─── Document segment
# Idle issue under water



## Onethej (Sep 16, 2012)

I have a 2010 brute and was wondering how to get my brute to idle under water without my hand on throttle. Suggestions. Simply turn idle up? It is fuel injected.


----------



## filthyredneck (Feb 10, 2010)

It honestly should idle without adjusting anything (my renegade and 08 brute both idle fine even if the exhaust is under water), but if you feel it needs to be idled higher then the easiest way in my opinion would be to clock the throttle position sensor just a couple degrees.

*just be sure that you have everything sealed and dielectric grease where it's needed

"Killing Time Using Tapatalk 2"


----------



## jrpro130 (May 10, 2009)

None of my brutes have ever idled under water. The 05, two 08, and the 12 I just snorkeled. Along with everyone we ride with. They just don't have the compression to idle under water. I tried turning the idle up but you run into belt problems. It will screech your belt because its trying to engage it because of the higher rpm

IMO get a swamp series with a stack and u can idle under water for a minute or so before it dies. They aren't completely water tight...
──────
─── Dataset records
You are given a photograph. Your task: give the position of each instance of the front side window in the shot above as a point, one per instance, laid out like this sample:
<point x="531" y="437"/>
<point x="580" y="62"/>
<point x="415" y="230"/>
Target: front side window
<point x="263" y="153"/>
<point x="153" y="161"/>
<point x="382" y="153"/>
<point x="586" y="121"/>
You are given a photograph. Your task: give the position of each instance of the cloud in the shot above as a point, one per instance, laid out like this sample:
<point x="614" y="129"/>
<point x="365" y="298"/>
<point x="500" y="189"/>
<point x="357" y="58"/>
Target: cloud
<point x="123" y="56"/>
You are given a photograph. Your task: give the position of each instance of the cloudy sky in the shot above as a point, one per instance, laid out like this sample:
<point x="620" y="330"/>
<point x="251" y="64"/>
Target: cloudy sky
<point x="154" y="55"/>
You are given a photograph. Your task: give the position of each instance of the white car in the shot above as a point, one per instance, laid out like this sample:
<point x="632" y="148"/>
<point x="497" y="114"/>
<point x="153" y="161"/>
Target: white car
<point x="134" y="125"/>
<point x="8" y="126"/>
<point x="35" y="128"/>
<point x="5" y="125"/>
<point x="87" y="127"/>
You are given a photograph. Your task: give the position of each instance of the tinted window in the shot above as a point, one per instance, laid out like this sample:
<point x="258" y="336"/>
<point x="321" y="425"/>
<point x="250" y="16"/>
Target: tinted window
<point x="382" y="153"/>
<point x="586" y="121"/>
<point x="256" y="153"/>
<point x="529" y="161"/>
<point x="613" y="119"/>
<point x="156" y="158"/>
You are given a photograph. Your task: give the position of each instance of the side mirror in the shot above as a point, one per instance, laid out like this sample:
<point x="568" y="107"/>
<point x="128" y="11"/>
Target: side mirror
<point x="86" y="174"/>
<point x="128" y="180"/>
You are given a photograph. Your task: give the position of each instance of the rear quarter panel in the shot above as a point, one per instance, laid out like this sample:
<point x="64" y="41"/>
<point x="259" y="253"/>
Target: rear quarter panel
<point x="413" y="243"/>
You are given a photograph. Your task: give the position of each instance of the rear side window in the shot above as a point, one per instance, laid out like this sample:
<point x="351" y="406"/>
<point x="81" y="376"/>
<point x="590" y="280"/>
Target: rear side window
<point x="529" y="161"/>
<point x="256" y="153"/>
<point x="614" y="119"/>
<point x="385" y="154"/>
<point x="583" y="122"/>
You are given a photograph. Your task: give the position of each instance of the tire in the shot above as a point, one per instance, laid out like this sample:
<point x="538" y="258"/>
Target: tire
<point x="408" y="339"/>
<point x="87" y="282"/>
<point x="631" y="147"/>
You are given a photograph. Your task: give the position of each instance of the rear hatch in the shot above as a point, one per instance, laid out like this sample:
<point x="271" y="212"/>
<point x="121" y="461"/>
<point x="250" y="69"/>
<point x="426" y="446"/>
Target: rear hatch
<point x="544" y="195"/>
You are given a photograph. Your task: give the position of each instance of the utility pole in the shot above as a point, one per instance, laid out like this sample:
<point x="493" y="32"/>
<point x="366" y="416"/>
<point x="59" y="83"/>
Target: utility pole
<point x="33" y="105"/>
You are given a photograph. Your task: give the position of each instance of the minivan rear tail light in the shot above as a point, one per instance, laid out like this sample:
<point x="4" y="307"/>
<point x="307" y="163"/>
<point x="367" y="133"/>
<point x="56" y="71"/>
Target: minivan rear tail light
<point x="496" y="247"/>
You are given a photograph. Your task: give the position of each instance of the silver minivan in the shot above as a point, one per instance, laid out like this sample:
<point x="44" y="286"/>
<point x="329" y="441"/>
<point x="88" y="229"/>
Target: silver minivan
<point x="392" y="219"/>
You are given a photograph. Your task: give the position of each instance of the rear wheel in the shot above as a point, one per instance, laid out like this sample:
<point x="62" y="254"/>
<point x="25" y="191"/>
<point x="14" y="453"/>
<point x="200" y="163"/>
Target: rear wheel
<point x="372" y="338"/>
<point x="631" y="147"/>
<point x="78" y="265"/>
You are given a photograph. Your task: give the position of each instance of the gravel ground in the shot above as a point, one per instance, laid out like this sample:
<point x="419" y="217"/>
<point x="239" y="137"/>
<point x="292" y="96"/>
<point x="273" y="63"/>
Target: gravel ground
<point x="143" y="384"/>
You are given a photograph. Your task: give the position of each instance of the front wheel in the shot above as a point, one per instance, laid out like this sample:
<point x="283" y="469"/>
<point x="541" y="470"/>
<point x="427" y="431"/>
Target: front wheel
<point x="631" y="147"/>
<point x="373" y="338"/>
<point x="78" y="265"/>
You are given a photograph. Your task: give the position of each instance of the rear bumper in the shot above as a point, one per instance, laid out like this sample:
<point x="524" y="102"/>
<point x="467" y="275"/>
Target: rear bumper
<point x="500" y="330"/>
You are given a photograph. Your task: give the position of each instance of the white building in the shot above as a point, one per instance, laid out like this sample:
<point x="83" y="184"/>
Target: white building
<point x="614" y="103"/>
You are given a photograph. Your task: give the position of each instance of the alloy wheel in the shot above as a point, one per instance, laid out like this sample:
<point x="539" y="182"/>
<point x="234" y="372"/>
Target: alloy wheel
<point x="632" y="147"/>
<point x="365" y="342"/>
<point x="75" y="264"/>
──────
• Instruction 1
Reproduce the passage of the forum thread on idling under water from "I have a 2010" up to and including "a couple degrees.".
• Instruction 2
In the records, take the lines from the line with "the white car" up to and including the line with "Target: white car", and give them again with "white car" swapped for "silver car" and nothing else changed. Return only those lines.

• Result 1
I have a 2010 brute and was wondering how to get my brute to idle under water without my hand on throttle. Suggestions. Simply turn idle up? It is fuel injected.


----------



## filthyredneck (Feb 10, 2010)

It honestly should idle without adjusting anything (my renegade and 08 brute both idle fine even if the exhaust is under water), but if you feel it needs to be idled higher then the easiest way in my opinion would be to clock the throttle position sensor just a couple degrees.

• Result 2
You are given a photograph. Your task: give the position of each instance of the silver car in the shot above as a point, one per instance, laid out like this sample:
<point x="632" y="148"/>
<point x="497" y="114"/>
<point x="153" y="161"/>
Target: silver car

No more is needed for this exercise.